> _EXTRAIT CHOISI_

Le Tambour (1959). Le héros central et narrateur de ce premier volet de la Trilogie de Dantzig est Oskar Matzerath. Né en 1924 dans un faubourg ouvrier de Dantzig, fils de petits commerçants, il décide, à l'âge de 3 ans, d'arrêter de grandir. Doté d'une intelligence précoce, armé d'un tambour en fer-blanc, il traverse ainsi les années sombres, témoin impitoyable de la folie, des petites lâchetés et des grands crimes des adultes. Grâce à cette perspective « d'en bas », typique du roman picaresque, Grass donne à travers le microcosme de Dantzig un tableau saisissant de son époque, de la montée du nazisme à la guerre et au miracle économique ouest-allemand des années 1950. La parution du Tambour a été la révélation d'un talent d'écrivain original, sachant passer du réalisme à la satire et à la parodie, du grotesque au fantastique, d'un maître du style dont la truculence verbale fait songer à Grimmelshausen et à Rabelais. Le succès du roman a été prolongé par son adaptation cinématographique (V. Schlöndorff), palme d'or à Cannes en 1979.

Extraits de données:
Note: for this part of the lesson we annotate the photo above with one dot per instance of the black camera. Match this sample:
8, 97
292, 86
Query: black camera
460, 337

> _MISE EN PRATIQUE_
1. Dans le texte sur Le Tambour, à quel âge Oskar Matzerath décide-t-il d'arrêter de grandir ?
2. Poursuivez le texte sur Le Tambour au-delà de sa dernière phrase.
Les lignes forment un matériau indépendant du texte.

> _RÉPONSES À L'EXERCICE_
1. Il le décide à l'âge de 3 ans.

2.
Le Turbot (1977). Œuvre monumentale mêlant le lyrisme et la prose, le conte et la satire, le passé et le présent, le mythe et l'autobiographie, il réinterprète un conte, « le Pêcheur et sa femme » : en échange de sa liberté, le turbot capturé par le pêcheur Édek promet à celui-ci de l'aider à devenir riche et puissant. En une suite de tableaux qui vont du néolithique à nos jours, Grass montre les catastrophes déclenchées par les hommes ; en même temps, il présente en contrepoint des portraits de femmes, maternelles et nourricières. Mêlée inextricablement au passé, l'action contemporaine montre le turbot mis en accusation et condamné par un tribunal féministe. La fin, pourtant, reste ambiguë. Certes, le turbot, remis en liberté, soutiendra désormais la cause des femmes. Mais suffit-il de substituer une domination à une autre ? Grass n'apporte pas de réponse.

Toute une histoire (1995). Roman centré autour du personnage de Theo Wuttke, dit Fonty, sorte de réincarnation de l'écrivain Theodor Fontane et toujours flanqué de l'espion Hoftaller, réincarnation lui-même d'un espion prussien. Les narrateurs, archivistes aux archives Fontane, reconstituent sa vie à Berlin de 1989 à 1991. Les vies parallèles de Fonty et de Fontane permettent un entrelacement virtuose des différentes époques qui met en évidence la survivance du passé dans le présent de l'Allemagne. Le roman, qui se veut une prise de position sur la réunification, donna lieu, à sa sortie, à une vive controverse.

Gratiant (Gilbert)

Écrivain martiniquais (Saint-Pierre 1895 – Paris 1985).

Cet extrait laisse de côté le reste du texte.